═══ EXERCISE TEXT ═══
The latest Consumer Price Index shows that shelter costs contributed 90% of total inflation last month — but there’s a sharp turnaround ahead, say economic researchers at the Federal Reserve Bank of San Francisco.
Housing makes up the largest chunk of CPI, and that measurement, known as shelter inflation, is expected to cool this year and might even go negative next year, according to the researchers.
Monthly shelter costs were up 0.4% in July, and up 7.7% from a year ago. After steadily increasing, year-over-year shelter inflation has moved down for four consecutive months, from 8.2% in March to 7.7% in July.
Housing was the first segment of the economy to be affected by the Federal Reserve’s historic campaign to bring down inflation, after its series of interest rate hikes pushed mortgage rates north of 7% and brought the white-hot pandemic market to a screeching halt.
But forecasts from the San Francisco Fed researchers suggest we could see the most severe contraction in shelter inflation since the Global Financial Crisis of 2007 to 2009, they say.
“Our baseline forecast suggests that year-over-year shelter inflation will continue to slow through late 2024 and may even turn negative by mid-2024,” the researchers wrote. “This would represent a sharp turnaround in shelter inflation, with important implications for the behavior of overall inflation.”
The researchers’ models cast a fairly wide range for possible movement, with year-over-year shelter inflation in late 2024 estimated to fall anywhere from negative 9% to 2%, in the baseline model. Even that upper-end increase would be a slowing of inflation.
There are a couple of caveats. One is that the estimates are based on data from the pandemic period, which saw exceptional growth in housing markets and inflation. Another is that these projections assume there are no further shocks to the system.
Total inflation will go down when shelter inflation drops
Currently, there is a disconnect between shelter inflation, which has remained higher, and other components of inflation that have fallen. That’s especially true since market indicators — like home prices and rents — have been falling. That suggests that the housing market has slowed significantly, along with the rise in interest rates.
═══
TASK 1:
Which distinct percentage figures appear in the shelter inflation article? List each one once.
TASK 2:
How would the shelter inflation article go on? Resume it from its last sentence.
═══ GIVEN ENTRIES ═══
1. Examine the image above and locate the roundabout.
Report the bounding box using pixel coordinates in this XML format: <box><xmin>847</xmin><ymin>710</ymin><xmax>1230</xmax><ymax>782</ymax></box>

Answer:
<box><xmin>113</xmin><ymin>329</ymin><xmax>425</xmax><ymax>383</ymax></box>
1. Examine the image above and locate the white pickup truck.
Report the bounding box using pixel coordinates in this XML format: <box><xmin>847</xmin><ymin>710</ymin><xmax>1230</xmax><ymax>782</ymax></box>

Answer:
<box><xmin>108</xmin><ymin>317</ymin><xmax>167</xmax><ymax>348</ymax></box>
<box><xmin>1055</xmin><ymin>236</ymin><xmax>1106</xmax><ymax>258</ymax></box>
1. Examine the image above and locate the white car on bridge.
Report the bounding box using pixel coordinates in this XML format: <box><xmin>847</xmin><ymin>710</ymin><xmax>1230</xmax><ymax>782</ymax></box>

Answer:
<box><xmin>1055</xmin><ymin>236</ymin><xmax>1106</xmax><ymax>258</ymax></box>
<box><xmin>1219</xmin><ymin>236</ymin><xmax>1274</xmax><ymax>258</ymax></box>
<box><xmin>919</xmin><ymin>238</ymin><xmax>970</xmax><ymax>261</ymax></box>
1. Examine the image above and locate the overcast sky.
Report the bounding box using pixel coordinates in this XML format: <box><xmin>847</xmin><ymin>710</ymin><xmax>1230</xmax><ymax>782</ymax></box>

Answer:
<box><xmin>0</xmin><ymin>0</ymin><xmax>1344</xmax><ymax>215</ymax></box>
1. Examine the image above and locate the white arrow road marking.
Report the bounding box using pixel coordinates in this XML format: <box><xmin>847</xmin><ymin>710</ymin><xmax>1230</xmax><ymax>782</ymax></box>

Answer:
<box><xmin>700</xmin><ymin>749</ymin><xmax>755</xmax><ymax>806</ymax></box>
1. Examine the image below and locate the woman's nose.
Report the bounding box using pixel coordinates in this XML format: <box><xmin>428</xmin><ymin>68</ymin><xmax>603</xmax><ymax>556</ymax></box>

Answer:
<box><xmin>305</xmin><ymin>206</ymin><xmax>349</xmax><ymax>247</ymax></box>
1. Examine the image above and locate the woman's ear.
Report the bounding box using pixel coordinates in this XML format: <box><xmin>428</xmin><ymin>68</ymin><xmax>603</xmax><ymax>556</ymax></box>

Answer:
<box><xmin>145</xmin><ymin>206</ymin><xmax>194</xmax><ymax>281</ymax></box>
═══
ANSWER SPACE 1:
90%, 0.4%, 7.7%, 8.2%, 7%, negative 9%, 2%

ANSWER SPACE 2:
Housing represents about 30% of the value of the basket of goods that the Bureau of Labor Statistics evaluates to put together the Consumer Price Index. For renters, shelter inflation includes rent and utility payments. For homeowners, the BLS looks at what it would cost to rent a similar house. Inflation in other parts of the economy also contribute to inflation. If the cost of lumber rises, so does the cost of building a home.
The CPI attempts to capture the entire housing market, including renters who have been in a place for a while and pay a long-standing amount for rent and those moving into a new place paying an asking rent more in tune with current demand.
But the researchers point out that the way in which specific asking-rent indexes are accounted for in the CPI shelter inflation is complicated by an array of building types, a variety of geographic areas and different ways of estimating rents.
The researchers at the San Francisco Fed crafted models combining several measures of local shelter and rent inflation to help explain how recent trends might affect the path of future shelter inflation. Their models indicate that shelter inflation is likely to slow significantly over the next 18 months, in line with the evolving effects of interest rate hikes on housing markets.
“Monetary policy famously operates with ‘long and variable lags,’ and our forecasts imply that this guidance is relevant when looking at housing markets and shelter inflation,” the researchers wrote in a note. “In particular, our forecasts suggest that the rapid rise in interest rates since early 2022 is likely to have had a significant effect on slowing housing markets, and this slowdown is likely to continue going forward.”
They conclude that changes in housing markets suggest pressure from shelter inflation could ease substantially. And, at the very least, they say their results suggest that the risk of surprise increases in shelter inflation has become significantly smaller with the rapid rise in interest rates since early 2022.